» **Problem details**: Copy the lines below word for word, leaving out the picture.

--- Given records ---

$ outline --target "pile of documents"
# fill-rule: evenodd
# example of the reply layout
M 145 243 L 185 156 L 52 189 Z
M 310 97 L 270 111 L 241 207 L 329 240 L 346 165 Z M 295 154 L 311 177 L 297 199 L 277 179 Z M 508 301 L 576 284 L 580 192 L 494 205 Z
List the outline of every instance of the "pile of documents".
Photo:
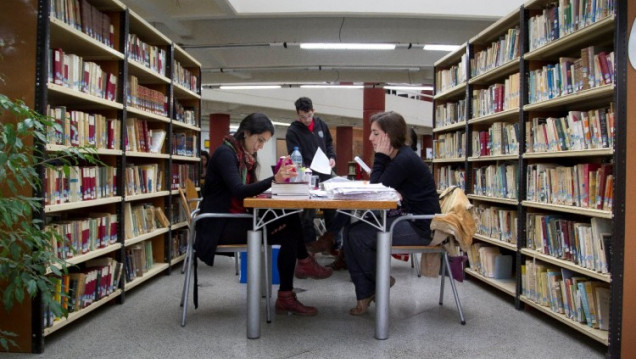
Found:
M 323 185 L 328 197 L 333 199 L 397 201 L 400 198 L 396 190 L 381 183 L 329 180 Z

---

» **Complete output**:
$ outline --target "pile of documents"
# fill-rule: evenodd
# example of the reply layout
M 145 243 L 185 156 L 52 189 Z
M 310 97 L 270 111 L 241 207 L 329 240 L 346 165 Z M 295 154 L 311 177 L 297 199 L 277 179 Z M 508 301 L 576 284 L 580 192 L 494 205 Z
List the outline of every instance of the "pile of documents".
Photo:
Found:
M 323 185 L 328 197 L 333 199 L 397 201 L 400 198 L 396 190 L 381 183 L 329 180 Z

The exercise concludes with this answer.